— BEGIN DATA FOR THIS EXERCISE —
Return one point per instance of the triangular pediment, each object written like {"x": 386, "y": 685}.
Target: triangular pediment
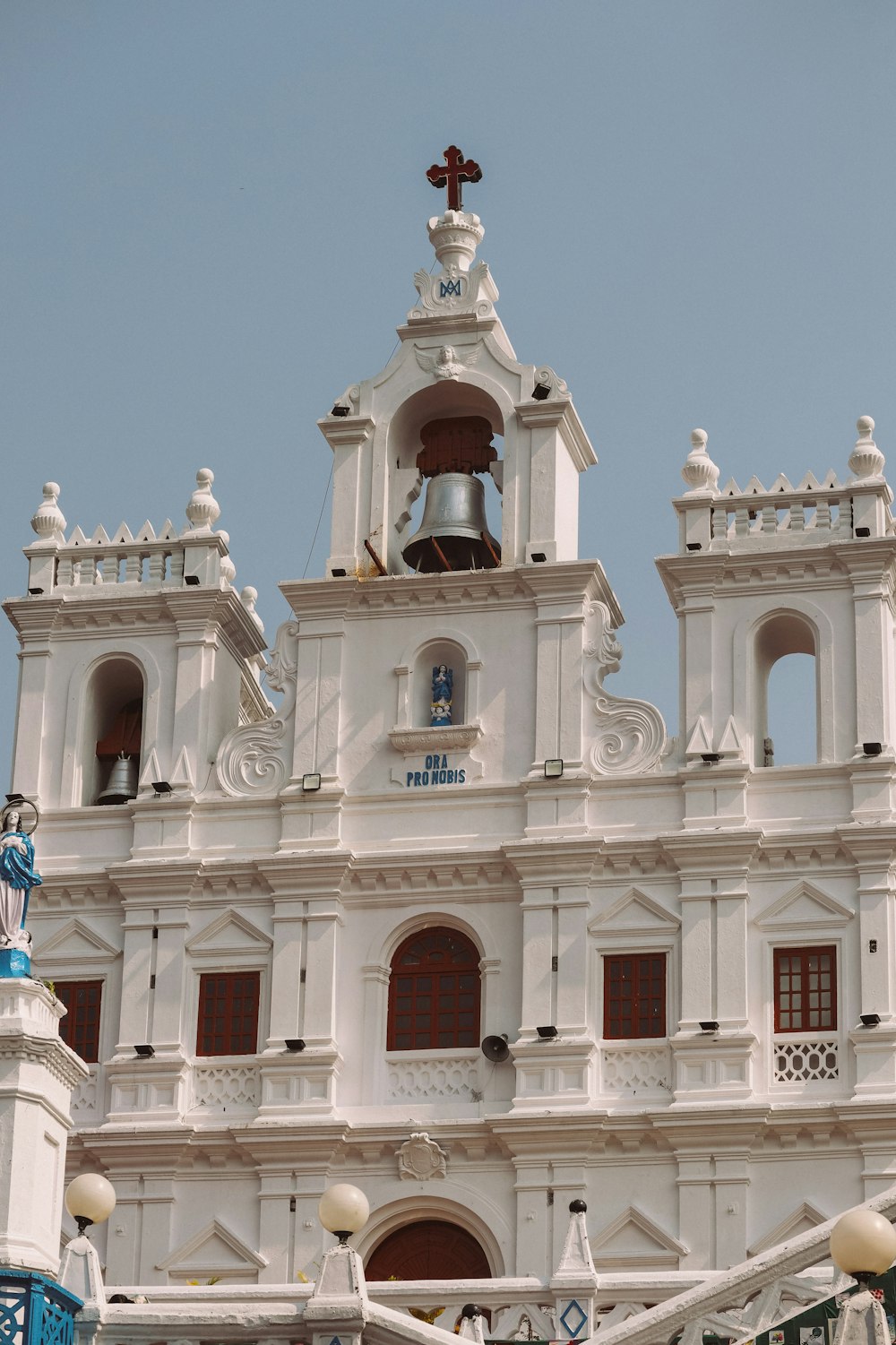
{"x": 635, "y": 912}
{"x": 214, "y": 1251}
{"x": 805, "y": 907}
{"x": 229, "y": 932}
{"x": 802, "y": 1219}
{"x": 78, "y": 943}
{"x": 635, "y": 1240}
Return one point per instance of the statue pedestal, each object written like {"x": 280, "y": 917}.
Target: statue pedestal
{"x": 38, "y": 1073}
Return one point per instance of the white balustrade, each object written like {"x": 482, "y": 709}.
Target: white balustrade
{"x": 630, "y": 1071}
{"x": 802, "y": 1060}
{"x": 436, "y": 1075}
{"x": 225, "y": 1087}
— END DATA FOR THIS EXERCISE —
**WHAT YOU ARE ASKED TO DO**:
Copy the listing above word for word, including every line and point, but leave out the picture.

**EXPECTED ANSWER**:
Return one point per instance of the triangular pediment, each object written like {"x": 386, "y": 685}.
Target: triangular pediment
{"x": 635, "y": 912}
{"x": 214, "y": 1251}
{"x": 805, "y": 907}
{"x": 229, "y": 932}
{"x": 802, "y": 1219}
{"x": 78, "y": 943}
{"x": 635, "y": 1240}
Return one point per instance of the statue pedestal, each object written like {"x": 280, "y": 917}.
Target: statue pedestal
{"x": 38, "y": 1073}
Return one point per instance of the white balustrade, each object written like {"x": 482, "y": 709}.
Target: white balustrade
{"x": 630, "y": 1071}
{"x": 802, "y": 1060}
{"x": 436, "y": 1075}
{"x": 225, "y": 1087}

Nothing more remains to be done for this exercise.